**What the task asks**
Retype the rows without alteration, beginning at the first line and stopping after the line that contains "0), (2, 5), (2, 0)]]".

**Region labeling entries**
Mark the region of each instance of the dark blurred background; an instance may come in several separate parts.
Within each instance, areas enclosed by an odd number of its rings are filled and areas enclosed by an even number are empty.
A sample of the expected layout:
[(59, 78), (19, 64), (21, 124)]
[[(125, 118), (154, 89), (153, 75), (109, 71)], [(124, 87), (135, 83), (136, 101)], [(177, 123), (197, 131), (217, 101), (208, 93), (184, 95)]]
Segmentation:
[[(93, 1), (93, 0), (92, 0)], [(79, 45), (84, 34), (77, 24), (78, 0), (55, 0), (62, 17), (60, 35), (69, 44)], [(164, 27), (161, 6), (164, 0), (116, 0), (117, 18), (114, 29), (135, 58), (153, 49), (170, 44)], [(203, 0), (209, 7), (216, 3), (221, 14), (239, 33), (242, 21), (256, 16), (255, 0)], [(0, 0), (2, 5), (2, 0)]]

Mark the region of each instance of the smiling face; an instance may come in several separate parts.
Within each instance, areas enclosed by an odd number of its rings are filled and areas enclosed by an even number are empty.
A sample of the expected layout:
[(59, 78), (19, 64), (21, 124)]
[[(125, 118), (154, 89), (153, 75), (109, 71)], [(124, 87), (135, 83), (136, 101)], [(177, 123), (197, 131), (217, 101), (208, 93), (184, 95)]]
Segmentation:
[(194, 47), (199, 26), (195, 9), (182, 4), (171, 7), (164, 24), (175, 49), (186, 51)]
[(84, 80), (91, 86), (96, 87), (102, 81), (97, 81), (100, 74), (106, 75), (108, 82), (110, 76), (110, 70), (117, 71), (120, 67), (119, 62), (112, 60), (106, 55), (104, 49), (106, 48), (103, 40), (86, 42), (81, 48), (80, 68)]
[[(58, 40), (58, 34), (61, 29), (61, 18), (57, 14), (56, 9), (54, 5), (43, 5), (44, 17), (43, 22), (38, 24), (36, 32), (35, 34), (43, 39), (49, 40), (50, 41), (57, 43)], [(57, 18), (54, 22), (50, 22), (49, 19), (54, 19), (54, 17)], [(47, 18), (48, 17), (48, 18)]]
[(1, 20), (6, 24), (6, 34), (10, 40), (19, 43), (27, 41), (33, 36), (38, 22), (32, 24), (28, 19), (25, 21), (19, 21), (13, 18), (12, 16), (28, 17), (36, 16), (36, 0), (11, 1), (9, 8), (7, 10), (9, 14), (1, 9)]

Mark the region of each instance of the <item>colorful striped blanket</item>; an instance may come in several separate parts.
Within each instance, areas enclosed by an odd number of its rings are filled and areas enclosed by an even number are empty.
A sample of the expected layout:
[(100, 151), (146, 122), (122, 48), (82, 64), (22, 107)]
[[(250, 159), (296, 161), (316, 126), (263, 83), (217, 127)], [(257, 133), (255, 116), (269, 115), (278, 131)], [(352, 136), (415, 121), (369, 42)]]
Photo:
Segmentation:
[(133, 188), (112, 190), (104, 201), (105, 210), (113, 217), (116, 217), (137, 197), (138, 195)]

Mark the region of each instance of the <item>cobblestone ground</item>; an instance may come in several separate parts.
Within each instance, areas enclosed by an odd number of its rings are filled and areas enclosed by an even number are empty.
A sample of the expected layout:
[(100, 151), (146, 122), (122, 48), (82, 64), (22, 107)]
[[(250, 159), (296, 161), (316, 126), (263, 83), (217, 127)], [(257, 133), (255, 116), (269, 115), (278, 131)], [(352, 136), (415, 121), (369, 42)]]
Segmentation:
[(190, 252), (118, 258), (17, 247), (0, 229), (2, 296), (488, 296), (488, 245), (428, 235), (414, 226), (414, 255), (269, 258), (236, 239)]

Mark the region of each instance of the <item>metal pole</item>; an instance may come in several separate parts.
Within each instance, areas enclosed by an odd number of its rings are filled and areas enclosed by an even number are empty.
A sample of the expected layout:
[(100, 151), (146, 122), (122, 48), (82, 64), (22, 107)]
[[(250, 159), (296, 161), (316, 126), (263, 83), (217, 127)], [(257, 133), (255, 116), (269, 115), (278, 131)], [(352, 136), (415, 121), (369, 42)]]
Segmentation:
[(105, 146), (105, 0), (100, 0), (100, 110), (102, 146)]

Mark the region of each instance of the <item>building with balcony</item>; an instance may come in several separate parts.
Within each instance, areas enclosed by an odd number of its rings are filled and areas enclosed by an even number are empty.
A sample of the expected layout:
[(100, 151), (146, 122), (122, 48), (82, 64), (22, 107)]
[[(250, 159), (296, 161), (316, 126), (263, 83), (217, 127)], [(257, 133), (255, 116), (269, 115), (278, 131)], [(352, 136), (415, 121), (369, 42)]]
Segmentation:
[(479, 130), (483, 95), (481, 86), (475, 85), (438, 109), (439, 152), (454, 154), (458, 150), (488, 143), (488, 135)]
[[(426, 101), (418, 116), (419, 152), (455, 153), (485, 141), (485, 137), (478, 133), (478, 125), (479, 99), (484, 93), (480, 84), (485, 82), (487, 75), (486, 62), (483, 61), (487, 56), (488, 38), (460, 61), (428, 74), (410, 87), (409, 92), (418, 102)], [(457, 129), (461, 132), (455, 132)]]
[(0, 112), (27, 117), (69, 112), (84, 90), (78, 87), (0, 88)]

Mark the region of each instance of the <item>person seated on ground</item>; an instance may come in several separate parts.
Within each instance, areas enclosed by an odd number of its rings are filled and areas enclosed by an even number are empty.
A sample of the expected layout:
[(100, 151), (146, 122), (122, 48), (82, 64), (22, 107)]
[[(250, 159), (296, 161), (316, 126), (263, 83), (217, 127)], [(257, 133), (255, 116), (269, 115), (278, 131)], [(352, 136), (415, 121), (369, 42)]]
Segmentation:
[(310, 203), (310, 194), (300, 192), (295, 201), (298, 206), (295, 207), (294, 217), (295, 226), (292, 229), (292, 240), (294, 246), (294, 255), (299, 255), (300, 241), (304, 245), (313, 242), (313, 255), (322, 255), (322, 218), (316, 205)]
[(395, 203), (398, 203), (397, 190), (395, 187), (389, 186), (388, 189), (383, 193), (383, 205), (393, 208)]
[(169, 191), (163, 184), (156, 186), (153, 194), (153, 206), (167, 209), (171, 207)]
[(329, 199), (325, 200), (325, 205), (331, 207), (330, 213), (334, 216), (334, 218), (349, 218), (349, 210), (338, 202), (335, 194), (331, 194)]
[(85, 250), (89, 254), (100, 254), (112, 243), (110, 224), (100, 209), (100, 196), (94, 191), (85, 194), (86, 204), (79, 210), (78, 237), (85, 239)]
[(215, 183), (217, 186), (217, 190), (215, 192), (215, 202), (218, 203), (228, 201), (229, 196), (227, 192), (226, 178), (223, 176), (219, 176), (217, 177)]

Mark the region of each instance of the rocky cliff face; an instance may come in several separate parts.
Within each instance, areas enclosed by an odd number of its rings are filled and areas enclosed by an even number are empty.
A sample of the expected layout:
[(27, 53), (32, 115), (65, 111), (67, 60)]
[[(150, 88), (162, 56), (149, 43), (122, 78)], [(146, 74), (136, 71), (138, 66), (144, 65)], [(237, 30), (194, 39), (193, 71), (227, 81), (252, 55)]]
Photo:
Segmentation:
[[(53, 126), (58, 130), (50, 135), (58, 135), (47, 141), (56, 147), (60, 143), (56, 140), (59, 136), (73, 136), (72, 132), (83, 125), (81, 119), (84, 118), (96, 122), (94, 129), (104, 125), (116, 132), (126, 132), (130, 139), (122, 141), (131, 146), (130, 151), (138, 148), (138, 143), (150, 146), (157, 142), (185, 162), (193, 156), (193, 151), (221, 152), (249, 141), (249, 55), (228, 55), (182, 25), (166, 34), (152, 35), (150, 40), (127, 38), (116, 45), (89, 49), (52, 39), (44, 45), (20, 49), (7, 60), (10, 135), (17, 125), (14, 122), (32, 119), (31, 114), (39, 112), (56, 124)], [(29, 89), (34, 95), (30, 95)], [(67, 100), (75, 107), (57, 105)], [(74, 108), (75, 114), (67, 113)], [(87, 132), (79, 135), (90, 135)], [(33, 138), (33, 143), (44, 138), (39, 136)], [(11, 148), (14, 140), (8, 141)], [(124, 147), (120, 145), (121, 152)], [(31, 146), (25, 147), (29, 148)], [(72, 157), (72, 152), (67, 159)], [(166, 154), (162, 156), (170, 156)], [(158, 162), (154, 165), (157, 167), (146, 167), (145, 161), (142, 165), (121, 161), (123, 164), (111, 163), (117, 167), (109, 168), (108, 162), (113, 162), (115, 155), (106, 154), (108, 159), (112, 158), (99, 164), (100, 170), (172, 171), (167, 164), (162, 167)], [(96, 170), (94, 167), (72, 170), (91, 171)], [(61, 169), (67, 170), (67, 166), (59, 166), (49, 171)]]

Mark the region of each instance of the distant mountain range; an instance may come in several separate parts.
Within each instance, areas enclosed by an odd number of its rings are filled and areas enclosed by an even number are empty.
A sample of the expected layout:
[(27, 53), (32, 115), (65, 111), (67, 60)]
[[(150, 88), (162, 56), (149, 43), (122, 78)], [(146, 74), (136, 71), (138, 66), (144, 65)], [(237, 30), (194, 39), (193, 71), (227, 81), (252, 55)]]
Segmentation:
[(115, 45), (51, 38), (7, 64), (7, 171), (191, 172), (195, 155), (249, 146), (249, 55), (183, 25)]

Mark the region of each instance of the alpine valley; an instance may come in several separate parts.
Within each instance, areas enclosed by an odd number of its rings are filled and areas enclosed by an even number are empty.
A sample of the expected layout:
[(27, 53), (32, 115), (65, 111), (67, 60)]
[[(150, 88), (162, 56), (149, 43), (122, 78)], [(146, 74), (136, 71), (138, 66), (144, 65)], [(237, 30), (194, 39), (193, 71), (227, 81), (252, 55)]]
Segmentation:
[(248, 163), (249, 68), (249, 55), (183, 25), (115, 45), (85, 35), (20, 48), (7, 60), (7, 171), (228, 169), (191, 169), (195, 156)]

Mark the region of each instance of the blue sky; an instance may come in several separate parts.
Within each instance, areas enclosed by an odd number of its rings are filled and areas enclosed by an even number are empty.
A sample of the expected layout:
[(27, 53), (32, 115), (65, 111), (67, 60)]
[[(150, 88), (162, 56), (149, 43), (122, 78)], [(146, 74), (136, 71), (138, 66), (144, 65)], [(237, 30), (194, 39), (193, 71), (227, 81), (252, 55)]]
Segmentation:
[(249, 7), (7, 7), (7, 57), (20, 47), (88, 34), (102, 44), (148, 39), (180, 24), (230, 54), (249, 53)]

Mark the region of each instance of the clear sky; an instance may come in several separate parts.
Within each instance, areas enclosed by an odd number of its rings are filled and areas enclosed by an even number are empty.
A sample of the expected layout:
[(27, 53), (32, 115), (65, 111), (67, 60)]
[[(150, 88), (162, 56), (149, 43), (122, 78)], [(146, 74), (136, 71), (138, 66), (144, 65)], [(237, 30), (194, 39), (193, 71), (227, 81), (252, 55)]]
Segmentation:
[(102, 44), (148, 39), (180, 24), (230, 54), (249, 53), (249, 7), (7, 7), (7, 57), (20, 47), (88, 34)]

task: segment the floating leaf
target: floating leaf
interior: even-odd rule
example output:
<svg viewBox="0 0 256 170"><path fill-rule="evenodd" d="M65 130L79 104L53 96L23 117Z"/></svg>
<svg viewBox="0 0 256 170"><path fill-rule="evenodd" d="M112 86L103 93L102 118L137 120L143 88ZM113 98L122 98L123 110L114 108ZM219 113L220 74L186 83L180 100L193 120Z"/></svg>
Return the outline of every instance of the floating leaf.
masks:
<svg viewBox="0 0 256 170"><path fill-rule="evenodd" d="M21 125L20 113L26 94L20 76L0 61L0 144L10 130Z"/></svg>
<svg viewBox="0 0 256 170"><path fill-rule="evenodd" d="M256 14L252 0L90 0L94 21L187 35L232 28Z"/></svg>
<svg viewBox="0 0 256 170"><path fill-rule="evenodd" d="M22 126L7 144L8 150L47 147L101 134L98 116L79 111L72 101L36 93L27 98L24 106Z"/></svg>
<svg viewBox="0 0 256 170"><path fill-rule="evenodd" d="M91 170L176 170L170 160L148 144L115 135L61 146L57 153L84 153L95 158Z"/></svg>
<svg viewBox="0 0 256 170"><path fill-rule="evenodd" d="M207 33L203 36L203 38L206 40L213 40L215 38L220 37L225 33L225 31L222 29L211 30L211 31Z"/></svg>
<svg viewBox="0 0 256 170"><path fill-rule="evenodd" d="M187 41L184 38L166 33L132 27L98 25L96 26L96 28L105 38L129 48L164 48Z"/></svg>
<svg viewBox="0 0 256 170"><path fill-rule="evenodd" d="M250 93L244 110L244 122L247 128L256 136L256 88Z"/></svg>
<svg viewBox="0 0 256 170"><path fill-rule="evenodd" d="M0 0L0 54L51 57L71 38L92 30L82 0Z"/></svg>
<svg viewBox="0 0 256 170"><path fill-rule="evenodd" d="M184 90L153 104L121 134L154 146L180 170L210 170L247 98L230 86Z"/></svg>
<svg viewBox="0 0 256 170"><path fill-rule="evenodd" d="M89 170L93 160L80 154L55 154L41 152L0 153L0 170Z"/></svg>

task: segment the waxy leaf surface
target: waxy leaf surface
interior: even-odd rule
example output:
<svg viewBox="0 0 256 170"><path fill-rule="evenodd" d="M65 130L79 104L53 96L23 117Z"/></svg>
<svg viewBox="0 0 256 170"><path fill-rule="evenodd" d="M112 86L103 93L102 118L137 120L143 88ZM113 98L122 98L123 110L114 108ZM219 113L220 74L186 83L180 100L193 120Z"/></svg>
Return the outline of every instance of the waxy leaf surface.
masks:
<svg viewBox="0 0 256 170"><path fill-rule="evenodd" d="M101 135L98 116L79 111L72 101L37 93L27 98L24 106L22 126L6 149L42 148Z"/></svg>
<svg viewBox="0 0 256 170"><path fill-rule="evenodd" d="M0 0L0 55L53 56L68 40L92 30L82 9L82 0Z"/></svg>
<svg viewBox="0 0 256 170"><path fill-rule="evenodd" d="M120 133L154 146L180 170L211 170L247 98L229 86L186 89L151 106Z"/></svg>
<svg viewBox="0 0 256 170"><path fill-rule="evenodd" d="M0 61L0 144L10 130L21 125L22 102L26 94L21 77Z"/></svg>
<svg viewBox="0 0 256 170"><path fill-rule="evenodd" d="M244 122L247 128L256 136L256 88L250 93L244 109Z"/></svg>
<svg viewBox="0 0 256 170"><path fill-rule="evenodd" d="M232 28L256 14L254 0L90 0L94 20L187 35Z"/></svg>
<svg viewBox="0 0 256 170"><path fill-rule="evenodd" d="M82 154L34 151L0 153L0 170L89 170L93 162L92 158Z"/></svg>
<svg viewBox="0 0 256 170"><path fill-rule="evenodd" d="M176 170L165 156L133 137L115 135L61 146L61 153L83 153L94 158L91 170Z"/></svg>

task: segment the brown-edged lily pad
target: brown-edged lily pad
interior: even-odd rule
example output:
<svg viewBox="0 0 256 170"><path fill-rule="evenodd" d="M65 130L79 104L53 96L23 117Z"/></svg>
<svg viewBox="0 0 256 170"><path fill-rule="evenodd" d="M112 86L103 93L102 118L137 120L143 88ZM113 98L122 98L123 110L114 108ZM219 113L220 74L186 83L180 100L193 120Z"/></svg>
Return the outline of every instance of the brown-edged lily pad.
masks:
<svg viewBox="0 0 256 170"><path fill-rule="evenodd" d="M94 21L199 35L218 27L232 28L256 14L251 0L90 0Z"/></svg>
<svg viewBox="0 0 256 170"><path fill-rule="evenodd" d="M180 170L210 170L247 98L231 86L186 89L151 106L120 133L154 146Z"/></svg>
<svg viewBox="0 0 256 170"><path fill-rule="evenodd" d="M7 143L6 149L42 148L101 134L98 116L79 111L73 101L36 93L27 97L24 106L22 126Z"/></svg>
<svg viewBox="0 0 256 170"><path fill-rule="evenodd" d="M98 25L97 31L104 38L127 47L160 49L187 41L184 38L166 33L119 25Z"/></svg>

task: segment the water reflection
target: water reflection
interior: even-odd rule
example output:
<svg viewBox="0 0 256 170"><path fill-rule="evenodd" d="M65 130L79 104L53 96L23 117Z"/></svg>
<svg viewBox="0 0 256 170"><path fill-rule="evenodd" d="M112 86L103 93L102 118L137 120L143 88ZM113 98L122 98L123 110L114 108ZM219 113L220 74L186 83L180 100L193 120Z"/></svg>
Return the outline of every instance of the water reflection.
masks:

**Answer for the task**
Mark the region of each instance of the dark blurred background; an instance may come in several separate parts.
Within each instance, areas enclosed by an odd number of its rings are filled and areas enclosed by an even number are empty.
A sample of the expected layout:
[(59, 78), (19, 64), (21, 124)]
[[(125, 118), (154, 89), (153, 75), (109, 71)], [(124, 87), (135, 83), (136, 101)], [(177, 123), (197, 131), (217, 101), (208, 93), (184, 95)]]
Segmentation:
[[(93, 1), (93, 0), (92, 0)], [(79, 45), (84, 34), (77, 24), (78, 0), (55, 0), (62, 17), (60, 35), (69, 44)], [(164, 27), (161, 6), (164, 0), (116, 0), (117, 18), (114, 29), (135, 58), (153, 49), (170, 44)], [(203, 0), (209, 7), (216, 3), (221, 14), (239, 33), (242, 21), (256, 16), (255, 0)], [(0, 0), (2, 5), (2, 0)]]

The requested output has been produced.